[[ INPUT MATERIAL open ]]

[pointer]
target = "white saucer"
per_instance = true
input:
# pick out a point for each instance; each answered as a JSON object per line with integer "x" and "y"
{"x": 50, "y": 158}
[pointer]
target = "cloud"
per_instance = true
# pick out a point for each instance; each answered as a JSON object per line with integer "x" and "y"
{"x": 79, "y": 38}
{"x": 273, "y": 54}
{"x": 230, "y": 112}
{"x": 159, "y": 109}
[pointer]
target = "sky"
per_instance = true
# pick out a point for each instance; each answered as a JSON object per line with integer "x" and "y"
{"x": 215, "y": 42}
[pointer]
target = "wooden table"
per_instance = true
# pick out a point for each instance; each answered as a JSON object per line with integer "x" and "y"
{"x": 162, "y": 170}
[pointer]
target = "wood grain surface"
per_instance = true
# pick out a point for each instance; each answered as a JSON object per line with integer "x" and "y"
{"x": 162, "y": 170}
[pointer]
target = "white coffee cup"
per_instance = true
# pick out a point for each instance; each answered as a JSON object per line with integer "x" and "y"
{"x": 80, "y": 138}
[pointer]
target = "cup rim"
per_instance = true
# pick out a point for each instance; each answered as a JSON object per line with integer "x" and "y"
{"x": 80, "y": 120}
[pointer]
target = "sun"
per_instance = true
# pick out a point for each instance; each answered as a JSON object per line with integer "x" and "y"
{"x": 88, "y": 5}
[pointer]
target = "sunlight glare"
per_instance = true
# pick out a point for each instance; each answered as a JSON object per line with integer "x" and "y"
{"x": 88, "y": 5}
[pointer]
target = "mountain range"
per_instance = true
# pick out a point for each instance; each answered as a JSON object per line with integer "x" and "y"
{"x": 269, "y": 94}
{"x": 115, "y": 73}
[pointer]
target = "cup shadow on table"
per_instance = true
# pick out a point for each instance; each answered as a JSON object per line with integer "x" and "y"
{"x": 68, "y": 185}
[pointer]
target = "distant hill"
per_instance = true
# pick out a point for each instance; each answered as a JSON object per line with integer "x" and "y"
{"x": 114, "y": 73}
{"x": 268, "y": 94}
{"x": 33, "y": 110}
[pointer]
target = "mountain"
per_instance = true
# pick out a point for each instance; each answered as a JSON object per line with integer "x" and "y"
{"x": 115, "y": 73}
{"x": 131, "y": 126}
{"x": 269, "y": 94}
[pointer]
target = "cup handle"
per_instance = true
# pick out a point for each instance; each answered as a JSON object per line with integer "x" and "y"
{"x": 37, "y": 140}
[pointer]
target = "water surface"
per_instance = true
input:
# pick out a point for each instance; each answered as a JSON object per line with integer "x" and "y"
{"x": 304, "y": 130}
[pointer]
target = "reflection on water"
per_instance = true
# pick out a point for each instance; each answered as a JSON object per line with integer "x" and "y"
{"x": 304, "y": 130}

[[ INPUT MATERIAL closed ]]

Retype all of the data word for word.

[pointer]
target = "white saucer"
per_instance = true
input:
# pick out a point for each instance; each answered as a JSON object per line with integer "x" and "y"
{"x": 50, "y": 158}
[pointer]
target = "cloud"
per_instance = true
# pick out a point for each instance; each answered as a JSON object per line with integer "x" and "y"
{"x": 79, "y": 38}
{"x": 273, "y": 54}
{"x": 230, "y": 112}
{"x": 159, "y": 109}
[pointer]
target = "sky"
per_instance = true
# pick out a point for each instance; each answered as a JSON object per line with integer "x" and "y"
{"x": 215, "y": 42}
[pointer]
target = "wooden table"
per_instance = true
# pick out a point for each instance; each answered as a JSON object per line with integer "x" and "y"
{"x": 162, "y": 170}
[pointer]
target = "wood grain surface"
per_instance = true
# pick out a point for each instance; each answered as a JSON object per line with integer "x" and "y"
{"x": 162, "y": 170}
[pointer]
target = "white coffee cup"
per_instance = true
# pick out a point for each instance; each answered as a JSON object per line with integer "x" and "y"
{"x": 80, "y": 138}
[pointer]
target = "cup rim"
per_instance = true
# pick out a point for each instance; each answered as a JSON object per line with integer "x" and "y"
{"x": 80, "y": 120}
[pointer]
target = "sun"
per_instance = true
# pick out a point for each instance; each answered as a JSON object per line with integer "x" and "y"
{"x": 88, "y": 5}
[pointer]
target = "sunlight glare"
per_instance = true
# pick out a point for each instance; each answered as a JSON object per line with integer "x" and "y"
{"x": 88, "y": 5}
[pointer]
target = "mountain range"
per_instance = true
# pick out a point for each instance; each answered as a JSON object per line with integer "x" and "y"
{"x": 269, "y": 94}
{"x": 115, "y": 73}
[pointer]
target = "cup shadow on table"
per_instance = true
# pick out a point for each instance; each answered as a JSON object per line with integer "x" and "y"
{"x": 68, "y": 185}
[pointer]
target = "distant hill"
per_instance = true
# pick out a point for each instance; each answered as a JSON object per line with integer "x" and "y"
{"x": 114, "y": 73}
{"x": 268, "y": 94}
{"x": 33, "y": 110}
[pointer]
target = "mountain"
per_instance = true
# pick out a point for each instance; each answered as a JSON object per line with integer "x" and "y"
{"x": 115, "y": 73}
{"x": 131, "y": 126}
{"x": 269, "y": 94}
[pointer]
target = "cup handle"
per_instance = true
# pick out a point for each instance; each answered as a JSON object per line with integer "x" and "y"
{"x": 37, "y": 140}
[pointer]
target = "water surface"
per_instance = true
input:
# pick out a point for each instance; each answered as a JSON object per line with integer "x" and "y"
{"x": 304, "y": 130}
[pointer]
target = "reflection on water"
per_instance = true
# pick out a point for each instance; each answered as a JSON object per line with integer "x" and "y"
{"x": 304, "y": 130}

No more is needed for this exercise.